### EXTRACTED TEXT
####################

# How to make clear M&P white?



## Tabitha (Nov 28, 2009)

I have NO white colorant, no white mica or liquid. I have no white soap base. Is there anyting around the house I can use? I have got honey powder :? ....


----------



## Tabitha (Nov 28, 2009)

PS: I just tried the honey powder... it crystalized...


----------



## Manda (Nov 29, 2009)

FBB may work...
maybe cocoa/shea butter?

sorry that's all I can think of  :?


----------



## candice19 (Nov 29, 2009)

I wouldn't know the outcome - maybe corn starch?


----------



## Tabitha (Nov 29, 2009)

I went to the drug store and bought mineral make-up loose powder eye shadow. It worked pretty well but I needed a matte & it was a pearl. I am just going to order some & wait for it to come in.


----------



## Bubbles Galore (Dec 2, 2009)

####################

### INFORMATION SUPPLIED
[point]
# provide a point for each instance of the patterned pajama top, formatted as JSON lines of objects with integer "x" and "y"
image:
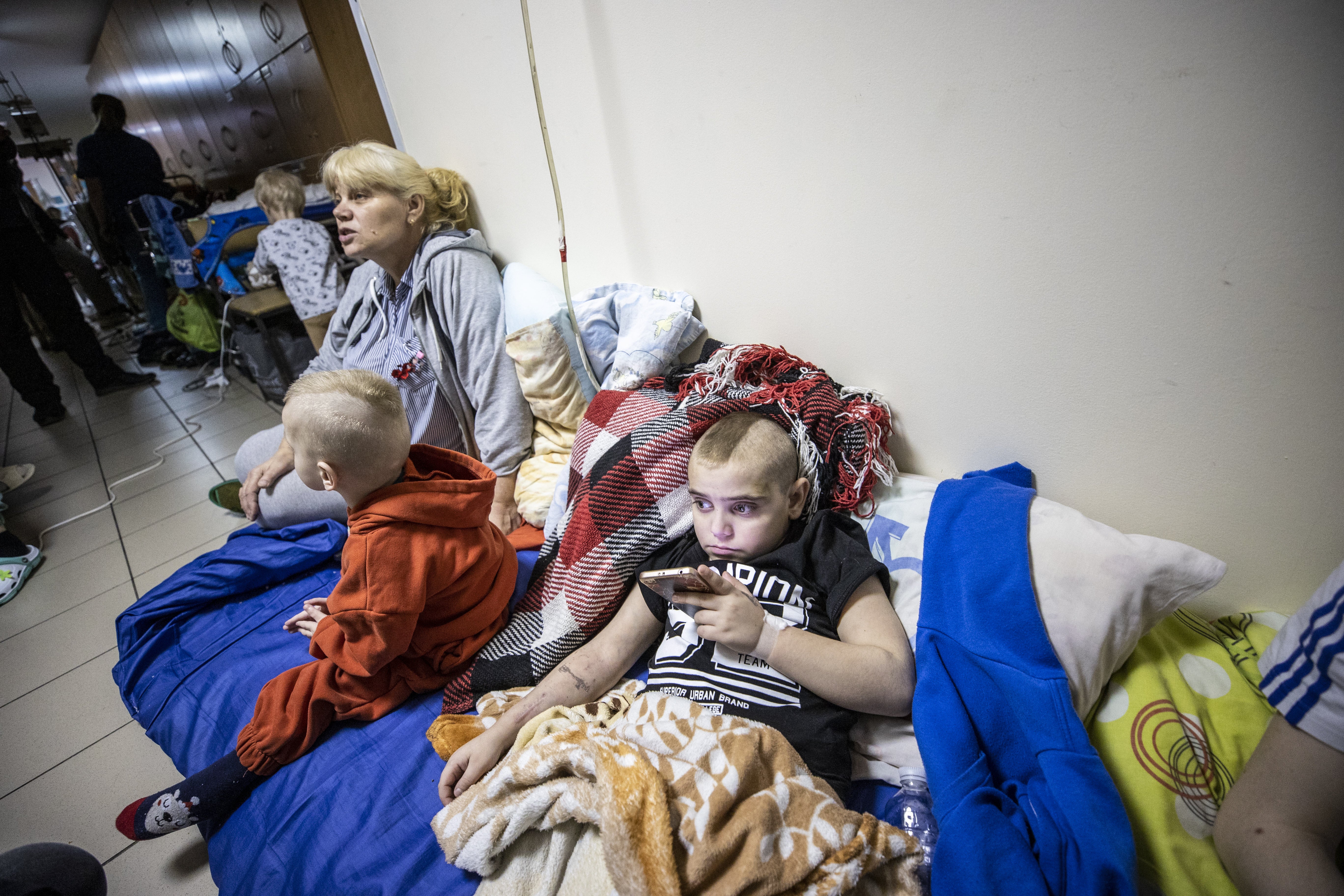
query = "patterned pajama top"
{"x": 304, "y": 254}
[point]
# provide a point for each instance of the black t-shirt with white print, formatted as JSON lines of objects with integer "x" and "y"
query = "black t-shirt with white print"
{"x": 807, "y": 581}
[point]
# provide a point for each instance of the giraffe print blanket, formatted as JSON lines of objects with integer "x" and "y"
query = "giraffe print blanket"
{"x": 685, "y": 801}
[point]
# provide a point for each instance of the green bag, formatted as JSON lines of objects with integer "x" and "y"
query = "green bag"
{"x": 193, "y": 322}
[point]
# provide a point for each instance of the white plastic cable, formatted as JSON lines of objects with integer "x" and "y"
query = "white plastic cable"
{"x": 112, "y": 496}
{"x": 556, "y": 187}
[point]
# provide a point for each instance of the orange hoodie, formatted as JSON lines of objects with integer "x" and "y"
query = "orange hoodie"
{"x": 425, "y": 577}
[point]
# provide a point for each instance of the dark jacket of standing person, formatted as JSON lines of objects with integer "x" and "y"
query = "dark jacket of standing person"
{"x": 120, "y": 167}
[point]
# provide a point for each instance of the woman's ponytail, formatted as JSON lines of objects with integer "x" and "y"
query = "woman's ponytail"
{"x": 448, "y": 205}
{"x": 373, "y": 166}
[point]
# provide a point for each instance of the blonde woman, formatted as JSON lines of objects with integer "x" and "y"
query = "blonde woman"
{"x": 427, "y": 312}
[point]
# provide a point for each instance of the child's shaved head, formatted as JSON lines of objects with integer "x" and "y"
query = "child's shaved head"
{"x": 756, "y": 443}
{"x": 353, "y": 420}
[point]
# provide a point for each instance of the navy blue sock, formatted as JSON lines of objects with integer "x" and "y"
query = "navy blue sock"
{"x": 211, "y": 793}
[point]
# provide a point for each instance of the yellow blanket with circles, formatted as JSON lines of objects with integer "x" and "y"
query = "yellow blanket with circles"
{"x": 683, "y": 801}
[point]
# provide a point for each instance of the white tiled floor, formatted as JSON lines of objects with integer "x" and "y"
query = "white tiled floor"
{"x": 72, "y": 754}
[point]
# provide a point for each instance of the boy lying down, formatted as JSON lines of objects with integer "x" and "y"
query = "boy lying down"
{"x": 798, "y": 632}
{"x": 425, "y": 582}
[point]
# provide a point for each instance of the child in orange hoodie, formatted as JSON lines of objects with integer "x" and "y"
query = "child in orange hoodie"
{"x": 425, "y": 584}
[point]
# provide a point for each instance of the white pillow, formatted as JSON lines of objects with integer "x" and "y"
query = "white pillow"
{"x": 1099, "y": 593}
{"x": 529, "y": 297}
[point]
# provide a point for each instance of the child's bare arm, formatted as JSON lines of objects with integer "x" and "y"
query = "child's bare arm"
{"x": 870, "y": 670}
{"x": 581, "y": 678}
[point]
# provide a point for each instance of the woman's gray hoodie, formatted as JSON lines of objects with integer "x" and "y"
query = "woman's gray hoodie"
{"x": 458, "y": 308}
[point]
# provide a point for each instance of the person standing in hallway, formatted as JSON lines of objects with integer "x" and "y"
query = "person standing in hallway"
{"x": 79, "y": 265}
{"x": 119, "y": 167}
{"x": 28, "y": 264}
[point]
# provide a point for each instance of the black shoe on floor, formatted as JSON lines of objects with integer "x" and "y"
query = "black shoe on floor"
{"x": 49, "y": 414}
{"x": 154, "y": 347}
{"x": 123, "y": 381}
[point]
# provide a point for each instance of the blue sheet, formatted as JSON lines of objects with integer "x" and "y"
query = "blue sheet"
{"x": 351, "y": 817}
{"x": 1023, "y": 801}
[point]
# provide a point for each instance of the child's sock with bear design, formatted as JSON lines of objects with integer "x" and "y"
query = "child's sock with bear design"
{"x": 210, "y": 793}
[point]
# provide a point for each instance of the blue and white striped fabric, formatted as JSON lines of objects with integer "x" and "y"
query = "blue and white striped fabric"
{"x": 1304, "y": 667}
{"x": 388, "y": 347}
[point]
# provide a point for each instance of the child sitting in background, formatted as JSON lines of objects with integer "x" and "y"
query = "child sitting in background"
{"x": 302, "y": 251}
{"x": 425, "y": 584}
{"x": 799, "y": 632}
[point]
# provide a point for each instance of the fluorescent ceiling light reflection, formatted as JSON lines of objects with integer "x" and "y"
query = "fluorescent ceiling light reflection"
{"x": 171, "y": 77}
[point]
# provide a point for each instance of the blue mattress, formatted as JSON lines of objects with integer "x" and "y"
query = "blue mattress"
{"x": 353, "y": 816}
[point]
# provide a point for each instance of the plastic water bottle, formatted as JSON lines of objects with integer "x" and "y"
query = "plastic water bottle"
{"x": 912, "y": 812}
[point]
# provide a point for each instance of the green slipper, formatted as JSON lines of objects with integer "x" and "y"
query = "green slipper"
{"x": 15, "y": 572}
{"x": 226, "y": 496}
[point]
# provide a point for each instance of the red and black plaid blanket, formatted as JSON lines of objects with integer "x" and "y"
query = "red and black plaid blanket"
{"x": 628, "y": 492}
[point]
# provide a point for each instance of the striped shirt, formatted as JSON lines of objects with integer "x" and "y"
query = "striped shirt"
{"x": 392, "y": 349}
{"x": 1304, "y": 666}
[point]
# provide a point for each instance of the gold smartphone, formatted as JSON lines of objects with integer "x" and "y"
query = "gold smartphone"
{"x": 681, "y": 579}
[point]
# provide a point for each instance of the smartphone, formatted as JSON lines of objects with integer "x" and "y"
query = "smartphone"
{"x": 669, "y": 581}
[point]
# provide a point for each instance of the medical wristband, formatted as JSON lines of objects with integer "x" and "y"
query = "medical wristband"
{"x": 771, "y": 629}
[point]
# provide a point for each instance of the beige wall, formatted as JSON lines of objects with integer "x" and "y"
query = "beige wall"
{"x": 1103, "y": 240}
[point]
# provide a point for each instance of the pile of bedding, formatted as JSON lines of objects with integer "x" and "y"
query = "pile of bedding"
{"x": 1014, "y": 582}
{"x": 683, "y": 801}
{"x": 1175, "y": 727}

####################

### TASK DIRECTIONS
Pick up the thread on whitening clear M&P soap at the point where it stops, and carry it on from there. The entries have nothing to do with the thread on whitening clear M&P soap.

### RESULT
That's probably a good idea but don't you just hate waiting.  :wink:


----------



## tincanac (Dec 2, 2009)

Tab -

My drugstore sells Zinc Oxide and Zinc Oxide ointment - it does a pretty good whitening job in a fix, think about surfer guys wth their whited out noses!


----------



## pepperi27 (Dec 2, 2009)

You need titanium dioxide? or white kaolin clay


----------



## krissy (Dec 2, 2009)

it sucks, but you could go get a small thing of white MP at Michael's.  then you can just break off enough to make your clear batch into a white color.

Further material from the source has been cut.